Task item: The response should be the records below, repeated exactly, with each picture left out.

Available data:
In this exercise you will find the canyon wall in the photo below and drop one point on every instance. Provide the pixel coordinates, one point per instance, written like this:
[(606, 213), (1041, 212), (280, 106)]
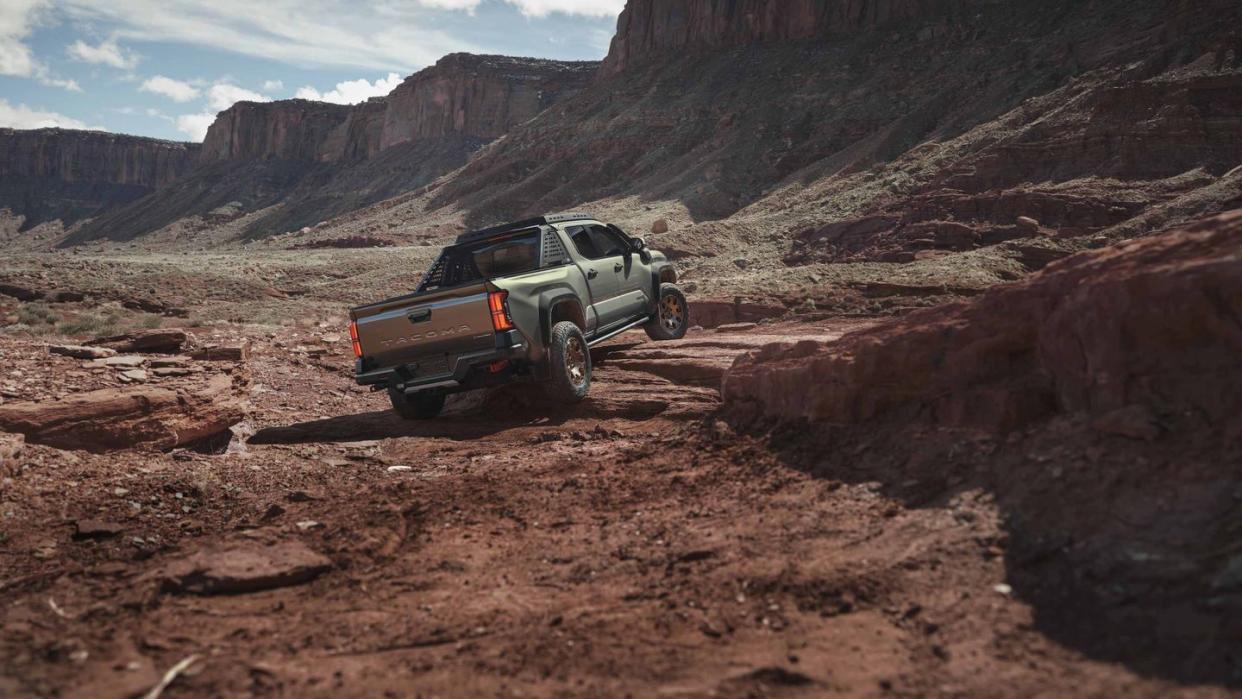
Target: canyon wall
[(652, 27), (93, 157), (291, 129), (303, 162), (478, 96), (49, 174)]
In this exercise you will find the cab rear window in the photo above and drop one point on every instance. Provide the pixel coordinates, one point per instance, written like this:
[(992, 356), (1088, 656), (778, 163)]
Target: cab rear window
[(486, 260)]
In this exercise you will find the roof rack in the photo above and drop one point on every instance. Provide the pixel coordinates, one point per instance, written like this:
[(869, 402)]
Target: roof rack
[(475, 236)]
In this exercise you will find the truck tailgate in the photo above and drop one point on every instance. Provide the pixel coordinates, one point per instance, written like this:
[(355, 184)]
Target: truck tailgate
[(430, 329)]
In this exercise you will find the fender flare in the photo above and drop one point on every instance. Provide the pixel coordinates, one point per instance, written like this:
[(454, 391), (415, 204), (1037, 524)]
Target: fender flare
[(549, 301), (657, 272)]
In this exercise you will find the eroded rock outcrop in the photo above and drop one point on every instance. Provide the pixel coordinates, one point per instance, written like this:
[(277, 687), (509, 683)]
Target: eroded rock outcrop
[(150, 416), (1155, 322), (650, 27), (49, 174), (291, 129), (321, 160), (478, 96)]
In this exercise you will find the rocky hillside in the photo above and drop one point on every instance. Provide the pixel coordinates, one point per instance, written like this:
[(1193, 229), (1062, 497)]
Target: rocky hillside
[(50, 174), (655, 29), (296, 163), (922, 122)]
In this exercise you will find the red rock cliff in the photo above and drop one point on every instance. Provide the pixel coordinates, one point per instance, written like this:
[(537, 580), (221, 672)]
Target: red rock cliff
[(92, 157), (658, 26), (291, 129), (67, 175), (478, 96)]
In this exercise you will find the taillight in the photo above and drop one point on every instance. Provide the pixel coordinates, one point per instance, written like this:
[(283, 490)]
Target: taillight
[(353, 337), (499, 306)]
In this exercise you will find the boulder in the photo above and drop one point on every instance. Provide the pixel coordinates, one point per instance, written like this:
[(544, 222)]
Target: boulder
[(133, 417), (1151, 322), (244, 568), (217, 353), (80, 351), (157, 340), (10, 447), (124, 361)]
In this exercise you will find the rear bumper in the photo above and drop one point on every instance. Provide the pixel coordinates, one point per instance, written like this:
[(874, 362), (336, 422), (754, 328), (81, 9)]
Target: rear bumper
[(509, 345)]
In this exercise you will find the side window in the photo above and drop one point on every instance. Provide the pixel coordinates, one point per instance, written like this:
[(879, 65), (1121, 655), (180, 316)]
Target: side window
[(609, 243), (584, 242)]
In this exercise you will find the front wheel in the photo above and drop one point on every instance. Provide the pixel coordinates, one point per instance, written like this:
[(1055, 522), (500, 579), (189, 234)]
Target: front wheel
[(570, 363), (672, 315), (417, 406)]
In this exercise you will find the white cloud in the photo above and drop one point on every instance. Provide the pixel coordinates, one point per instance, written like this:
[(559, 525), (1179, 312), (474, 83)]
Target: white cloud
[(381, 36), (18, 20), (107, 54), (174, 90), (540, 8), (222, 96), (589, 8), (195, 126), (21, 117), (352, 92)]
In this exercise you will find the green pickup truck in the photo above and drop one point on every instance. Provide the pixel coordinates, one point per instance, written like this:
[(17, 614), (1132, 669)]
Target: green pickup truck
[(522, 302)]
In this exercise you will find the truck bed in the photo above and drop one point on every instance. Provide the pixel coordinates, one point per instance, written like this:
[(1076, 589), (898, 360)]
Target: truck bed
[(424, 334)]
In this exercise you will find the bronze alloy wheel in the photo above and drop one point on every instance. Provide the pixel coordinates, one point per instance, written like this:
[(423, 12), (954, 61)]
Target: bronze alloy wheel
[(672, 314), (575, 361)]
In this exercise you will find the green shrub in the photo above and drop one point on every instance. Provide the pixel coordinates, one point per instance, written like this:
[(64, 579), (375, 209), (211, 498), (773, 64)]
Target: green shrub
[(87, 325), (35, 314)]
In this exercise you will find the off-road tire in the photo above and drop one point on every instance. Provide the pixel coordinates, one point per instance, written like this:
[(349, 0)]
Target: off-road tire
[(672, 315), (417, 406), (570, 363)]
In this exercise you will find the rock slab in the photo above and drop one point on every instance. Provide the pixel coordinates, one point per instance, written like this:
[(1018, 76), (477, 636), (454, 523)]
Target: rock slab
[(1150, 323), (158, 340), (244, 568), (138, 417)]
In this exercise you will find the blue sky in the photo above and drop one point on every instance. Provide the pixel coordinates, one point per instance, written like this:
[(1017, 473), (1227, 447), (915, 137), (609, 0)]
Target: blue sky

Task response:
In this exercise you will find the canyon wall in the photo below and drop one point on every instance. Provide the pixel coordinates, one point per instance, written like this:
[(606, 213), (1041, 212), (280, 106)]
Target: canyon wall
[(652, 27), (93, 157), (291, 129), (303, 162), (478, 96), (49, 174)]
In this exercise you will find the cab rear window in the photo above and drop one point on every instance. Provide the pixel coordinates, one point per instance, written like this:
[(992, 356), (1088, 656), (778, 163)]
Target: cab rear window
[(486, 260)]
In this exercise you will find the roof rack in the photo above and drop one point on every instance. Provide the pixel coordinates, one point per instance, written like this:
[(869, 402)]
Target: roof rack
[(475, 236)]
In this exercise you will find the truck tailgate in the photo above and drop one point on every instance. Provide the pixel coordinates, one point per instance, written like this:
[(355, 184)]
Target: truck tailgate
[(430, 329)]
In this exercise you will find the fender flare in the photo above and drop one point on every instance. Provide the pixel coordinates, one point per instance, written like this:
[(454, 391), (415, 204), (1037, 524)]
Target: fender flare
[(549, 301), (657, 272)]
In this exercise you will find the eroded rock outcrop in the photo above and drop one point on every instance. Provide the pixel coordinates, one point per instance, written like this:
[(277, 687), (509, 683)]
Target: eroded rock outcrop
[(150, 416), (1155, 322), (650, 27), (49, 174), (291, 129), (321, 160), (478, 96)]
In this exercise you will find the rocky hillside in the photo above and drop one point on every instance. Provide the pixel coordinates, one point per instance, written like this:
[(1193, 229), (1062, 497)]
Target: rocky hillside
[(50, 174), (655, 29), (296, 163), (922, 122)]
In this exercise you will find the red rock cliff in the photo above and drop one point on every instance. Provide the pixel coordinates, one point per instance, written like this:
[(537, 580), (221, 672)]
Target: red rock cliff
[(92, 157), (658, 26), (291, 129), (67, 175), (478, 96)]
In this exercise you will find the taillight in the photo above and drop one point on every instance. Provide the pixel coordinates, one point per instance, written like this:
[(283, 490)]
Target: taillight
[(353, 337), (499, 306)]
In this exercise you will find the boulder in the photo above and drop one point on every instance. Provide the pixel coordinates, one point per instance, written like this:
[(544, 222)]
Target: boulder
[(133, 417), (1151, 322), (244, 568), (217, 353), (80, 351), (157, 340), (10, 447), (124, 361)]
In this exercise you will find the rear bumper in the photo above and drop one point on every instance. Provide the pixel coordinates, one point per instance, written like this:
[(874, 362), (336, 422), (754, 328), (81, 9)]
Target: rear bumper
[(509, 345)]
In this exercise you will find the side window in the photo above and drop one point on every instance. Provide the pixel coordinates, one point per instance, written like this:
[(879, 65), (1121, 655), (180, 316)]
Target: side window
[(609, 243), (584, 242)]
In this exercise you will find the front wheel in the photo above and drop one point on every instance. Provide the pixel coordinates, one point per instance, written like this:
[(1055, 522), (500, 579), (189, 234)]
Target: front wheel
[(570, 363), (672, 315), (417, 406)]
In this exercise you will find the white cloud in the photo above and drop one point on every instance. Provide the pixel coordinates, one point per instance, written like this:
[(559, 525), (1179, 312), (474, 83)]
Target: white cloud
[(381, 36), (18, 20), (107, 54), (174, 90), (540, 8), (222, 96), (589, 8), (195, 126), (21, 117), (352, 92)]
In this exercise you will find the green pickup truck in the photo above and drop one point on every instance. Provide the pixel coordinates, one point per instance, written like this:
[(17, 614), (1132, 669)]
Target: green pickup truck
[(522, 302)]
In this exercise you will find the truck bed in the photo above and drop one point on every instance. Provide the pixel coordinates, one point per instance, written like this:
[(1076, 589), (898, 360)]
Target: truck bed
[(424, 334)]
In this exercise you will find the bronze alloy wheel in the photo above and drop one point on every instance. Provide the pixel coordinates, one point per instance, written like this:
[(423, 12), (954, 61)]
Target: bronze alloy wheel
[(672, 314), (575, 361)]
In this exercise you will find the green shrub in the photo above and drop one point on every instance. Provide the pixel coordinates, one point per instance, written like this:
[(64, 579), (375, 209), (211, 498), (773, 64)]
Target: green shrub
[(87, 325), (35, 314)]
In this exercise you will find the off-road tire in the photo above and drop one point on every instance. Provide the pixel coordinates, one point per instance, written like this:
[(349, 0)]
Target: off-road tire
[(672, 315), (417, 406), (570, 363)]
In this exercise you will find the rock slab in the photo above and drop one point on every instance. Provide the pixel coordinates, one point per instance, written like this:
[(1018, 76), (477, 636), (454, 523)]
Target: rock slab
[(1150, 323), (158, 340), (244, 568), (138, 417)]
In this exercise you will find the blue sky in the photo above and drop one point on every instance. Provide the pixel coordinates, one point per instance, written like this:
[(1017, 473), (1227, 447), (915, 137), (609, 0)]
Target: blue sky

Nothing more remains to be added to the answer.